# Task directions
Print every line below without adding or leaving out a single word.

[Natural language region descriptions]
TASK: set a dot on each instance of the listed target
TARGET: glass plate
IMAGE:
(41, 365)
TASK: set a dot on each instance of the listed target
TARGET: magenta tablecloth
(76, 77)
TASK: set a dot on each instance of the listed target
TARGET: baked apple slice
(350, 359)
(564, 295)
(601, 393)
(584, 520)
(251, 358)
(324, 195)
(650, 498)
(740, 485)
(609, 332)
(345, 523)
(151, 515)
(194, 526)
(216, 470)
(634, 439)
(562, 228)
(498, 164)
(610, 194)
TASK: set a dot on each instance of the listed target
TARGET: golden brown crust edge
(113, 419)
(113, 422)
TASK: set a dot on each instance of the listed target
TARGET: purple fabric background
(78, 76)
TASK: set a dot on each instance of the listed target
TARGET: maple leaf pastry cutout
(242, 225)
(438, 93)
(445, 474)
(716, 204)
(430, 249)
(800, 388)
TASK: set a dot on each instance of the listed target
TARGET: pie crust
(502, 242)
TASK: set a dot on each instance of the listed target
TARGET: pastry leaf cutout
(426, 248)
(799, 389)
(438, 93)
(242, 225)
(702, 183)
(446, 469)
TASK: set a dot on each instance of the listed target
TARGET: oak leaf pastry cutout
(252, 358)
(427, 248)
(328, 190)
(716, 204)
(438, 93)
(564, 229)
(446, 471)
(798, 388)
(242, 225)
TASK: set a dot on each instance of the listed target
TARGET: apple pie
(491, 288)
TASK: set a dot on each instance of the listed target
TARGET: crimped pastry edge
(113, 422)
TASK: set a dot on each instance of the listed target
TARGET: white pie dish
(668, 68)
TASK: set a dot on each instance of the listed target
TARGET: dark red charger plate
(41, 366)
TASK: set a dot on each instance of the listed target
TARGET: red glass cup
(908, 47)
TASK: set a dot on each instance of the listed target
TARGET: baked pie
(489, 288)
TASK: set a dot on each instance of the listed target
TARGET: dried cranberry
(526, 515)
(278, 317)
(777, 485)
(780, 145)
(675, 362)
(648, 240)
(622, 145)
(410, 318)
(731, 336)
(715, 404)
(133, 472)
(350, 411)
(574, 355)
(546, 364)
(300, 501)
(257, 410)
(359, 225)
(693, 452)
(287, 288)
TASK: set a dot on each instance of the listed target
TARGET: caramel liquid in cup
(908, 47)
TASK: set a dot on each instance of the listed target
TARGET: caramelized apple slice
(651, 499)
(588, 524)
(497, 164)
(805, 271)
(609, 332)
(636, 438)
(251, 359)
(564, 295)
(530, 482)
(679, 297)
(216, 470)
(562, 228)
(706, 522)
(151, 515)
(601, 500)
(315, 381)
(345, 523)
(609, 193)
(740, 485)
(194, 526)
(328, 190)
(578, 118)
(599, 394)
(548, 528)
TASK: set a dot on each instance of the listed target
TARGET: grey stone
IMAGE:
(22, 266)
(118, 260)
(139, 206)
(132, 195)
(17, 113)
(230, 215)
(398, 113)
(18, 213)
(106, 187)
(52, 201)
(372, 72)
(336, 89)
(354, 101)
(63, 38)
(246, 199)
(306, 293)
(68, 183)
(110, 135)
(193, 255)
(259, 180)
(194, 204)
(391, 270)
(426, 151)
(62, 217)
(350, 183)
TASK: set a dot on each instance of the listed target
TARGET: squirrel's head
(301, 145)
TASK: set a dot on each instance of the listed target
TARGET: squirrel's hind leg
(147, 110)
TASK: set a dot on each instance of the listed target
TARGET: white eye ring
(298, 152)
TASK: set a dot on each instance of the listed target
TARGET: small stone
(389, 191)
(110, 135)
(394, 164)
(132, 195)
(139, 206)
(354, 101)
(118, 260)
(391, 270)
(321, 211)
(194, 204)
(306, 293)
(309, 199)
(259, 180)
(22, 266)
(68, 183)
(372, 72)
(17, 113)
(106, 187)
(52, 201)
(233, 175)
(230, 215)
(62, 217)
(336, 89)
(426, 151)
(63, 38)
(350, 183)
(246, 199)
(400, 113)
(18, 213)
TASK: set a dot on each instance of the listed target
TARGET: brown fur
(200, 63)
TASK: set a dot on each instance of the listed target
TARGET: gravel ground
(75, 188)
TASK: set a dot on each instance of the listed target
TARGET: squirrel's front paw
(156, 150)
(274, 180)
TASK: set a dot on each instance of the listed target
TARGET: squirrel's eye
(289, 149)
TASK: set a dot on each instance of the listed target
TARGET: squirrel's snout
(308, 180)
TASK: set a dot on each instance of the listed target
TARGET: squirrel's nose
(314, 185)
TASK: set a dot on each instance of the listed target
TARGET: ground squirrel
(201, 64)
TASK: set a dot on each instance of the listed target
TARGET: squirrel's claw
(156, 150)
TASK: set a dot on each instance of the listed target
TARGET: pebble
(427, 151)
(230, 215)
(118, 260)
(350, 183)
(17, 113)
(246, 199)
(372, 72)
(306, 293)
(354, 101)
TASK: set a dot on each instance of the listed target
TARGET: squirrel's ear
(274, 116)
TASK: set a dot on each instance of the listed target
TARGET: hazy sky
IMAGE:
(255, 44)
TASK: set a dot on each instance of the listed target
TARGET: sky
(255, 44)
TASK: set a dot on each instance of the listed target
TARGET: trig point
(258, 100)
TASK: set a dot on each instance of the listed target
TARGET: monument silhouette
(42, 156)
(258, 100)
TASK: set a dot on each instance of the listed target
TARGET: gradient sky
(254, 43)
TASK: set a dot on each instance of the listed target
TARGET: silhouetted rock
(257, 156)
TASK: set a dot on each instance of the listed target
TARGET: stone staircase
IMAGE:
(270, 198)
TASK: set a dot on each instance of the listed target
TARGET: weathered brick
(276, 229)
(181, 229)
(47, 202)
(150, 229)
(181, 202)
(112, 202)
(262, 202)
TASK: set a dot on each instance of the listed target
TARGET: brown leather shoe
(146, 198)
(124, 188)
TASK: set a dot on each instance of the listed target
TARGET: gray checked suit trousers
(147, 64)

# Written reply
TASK: set a dot on each instance of the listed target
TARGET: glass plate
IMAGE:
(41, 365)
TASK: set a dot on each instance of the listed target
TARGET: magenta tablecloth
(76, 77)
TASK: set a dot on each instance of the listed target
TARGET: baked apple slice
(350, 359)
(564, 295)
(601, 393)
(584, 520)
(251, 358)
(324, 195)
(650, 498)
(740, 485)
(609, 332)
(345, 523)
(151, 515)
(194, 526)
(216, 470)
(634, 439)
(562, 228)
(498, 164)
(610, 194)
TASK: set a dot on each instance of the listed target
TARGET: golden brown crust edge
(113, 419)
(113, 422)
TASK: set a dot on each instance of the listed target
TARGET: purple fabric background
(78, 76)
TASK: set a dot on each instance of the listed target
TARGET: maple leaf pastry cutout
(242, 225)
(438, 93)
(445, 474)
(716, 204)
(430, 249)
(800, 388)
TASK: set a dot on each instance of the listed target
TARGET: pie crust
(502, 242)
TASK: set a dot on each instance of the listed target
TARGET: pastry leaf cutout
(426, 248)
(799, 389)
(438, 93)
(242, 225)
(702, 183)
(446, 469)
TASK: set a dot on each instance of the listed target
TARGET: oak leaf pastry cutout
(252, 358)
(427, 248)
(328, 190)
(716, 204)
(438, 93)
(564, 229)
(446, 471)
(798, 388)
(242, 225)
TASK: set a dot on each instance of the listed target
TARGET: apple pie
(491, 288)
TASK: set a dot on each instance of the listed target
TARGET: crimped pastry edge
(113, 422)
TASK: set a dot on each instance of the listed target
TARGET: white pie dish
(668, 68)
TASK: set a dot on each instance of the listed target
TARGET: dark red charger plate
(41, 366)
TASK: set a dot on each instance of the listed target
TARGET: red glass cup
(908, 47)
TASK: set a dot on each instance of the listed target
TARGET: baked pie
(489, 288)
TASK: set a dot on each instance of the listed target
TARGET: dried cranberry
(526, 515)
(278, 317)
(777, 485)
(780, 145)
(675, 362)
(648, 240)
(622, 145)
(410, 318)
(731, 336)
(715, 404)
(133, 472)
(350, 411)
(574, 355)
(546, 364)
(300, 501)
(257, 410)
(359, 225)
(693, 452)
(287, 288)
TASK: set a dot on each instance of the listed target
TARGET: caramel liquid in cup
(908, 47)
TASK: set a dot on each instance of the listed target
TARGET: caramelized apple slice
(651, 499)
(588, 524)
(497, 164)
(805, 271)
(609, 332)
(636, 438)
(251, 359)
(564, 295)
(530, 482)
(679, 297)
(216, 470)
(562, 228)
(706, 522)
(151, 515)
(601, 500)
(315, 381)
(345, 523)
(609, 193)
(740, 485)
(194, 526)
(328, 190)
(578, 118)
(599, 394)
(548, 528)
TASK: set a dot on each instance of the listed target
TARGET: grey stone
IMAGE:
(22, 266)
(118, 260)
(139, 206)
(132, 195)
(17, 113)
(230, 215)
(398, 113)
(18, 213)
(106, 187)
(52, 201)
(372, 72)
(336, 89)
(354, 101)
(63, 38)
(246, 199)
(306, 293)
(68, 183)
(110, 135)
(193, 255)
(259, 180)
(194, 204)
(391, 270)
(426, 151)
(62, 217)
(350, 183)
TASK: set a dot on each instance of the listed target
TARGET: squirrel's head
(301, 145)
TASK: set a dot on each instance of the listed target
TARGET: squirrel's hind leg
(147, 110)
TASK: set a dot on each instance of the listed target
TARGET: white eye ring
(298, 152)
TASK: set a dot on each instance of the listed target
TARGET: small stone
(389, 191)
(110, 135)
(394, 164)
(132, 195)
(139, 206)
(354, 101)
(118, 260)
(391, 270)
(321, 211)
(194, 204)
(306, 293)
(309, 199)
(259, 180)
(22, 266)
(68, 183)
(372, 72)
(17, 113)
(106, 187)
(52, 201)
(233, 175)
(230, 215)
(62, 217)
(336, 89)
(426, 151)
(63, 38)
(350, 183)
(246, 199)
(400, 113)
(18, 213)
TASK: set a dot on each instance of the listed target
TARGET: brown fur
(200, 63)
TASK: set a dot on each instance of the listed target
TARGET: gravel ground
(75, 188)
TASK: set a dot on each instance of the listed target
TARGET: squirrel's front paw
(156, 150)
(274, 180)
TASK: set a dot on each instance of the listed target
TARGET: squirrel's eye
(289, 149)
TASK: set a dot on each instance of the listed target
TARGET: squirrel's snout
(308, 180)
TASK: set a dot on each instance of the listed target
TARGET: squirrel's nose
(314, 185)
TASK: set a dot on each instance of the listed target
TARGET: ground squirrel
(201, 64)
TASK: set a dot on each instance of the listed target
TARGET: squirrel's claw
(156, 150)
TASK: set a dot on each instance of the listed target
TARGET: pebble
(427, 151)
(230, 215)
(118, 260)
(350, 183)
(17, 113)
(246, 199)
(372, 72)
(306, 293)
(354, 101)
TASK: set a dot on each instance of the listed target
TARGET: squirrel's ear
(274, 116)
TASK: set a dot on each instance of the listed target
TARGET: hazy sky
IMAGE:
(255, 44)
TASK: set a dot on each instance of the listed target
TARGET: sky
(255, 44)
TASK: set a dot on each instance of the listed target
TARGET: trig point
(258, 100)
TASK: set a dot on each instance of the listed target
TARGET: monument silhouette
(42, 156)
(258, 100)
TASK: set a dot on each instance of the listed target
TARGET: gradient sky
(254, 43)
TASK: set a dot on each instance of the listed target
TARGET: silhouetted rock
(257, 156)
TASK: set a dot on each instance of the listed target
TARGET: stone staircase
IMAGE:
(270, 198)
TASK: set a dot on each instance of the listed target
TARGET: weathered brick
(276, 229)
(181, 229)
(47, 202)
(150, 229)
(181, 202)
(112, 202)
(262, 202)
TASK: set a dot on each instance of the listed target
TARGET: brown leather shoe
(146, 198)
(124, 188)
TASK: set a dot on each instance of the listed target
TARGET: gray checked suit trousers
(147, 64)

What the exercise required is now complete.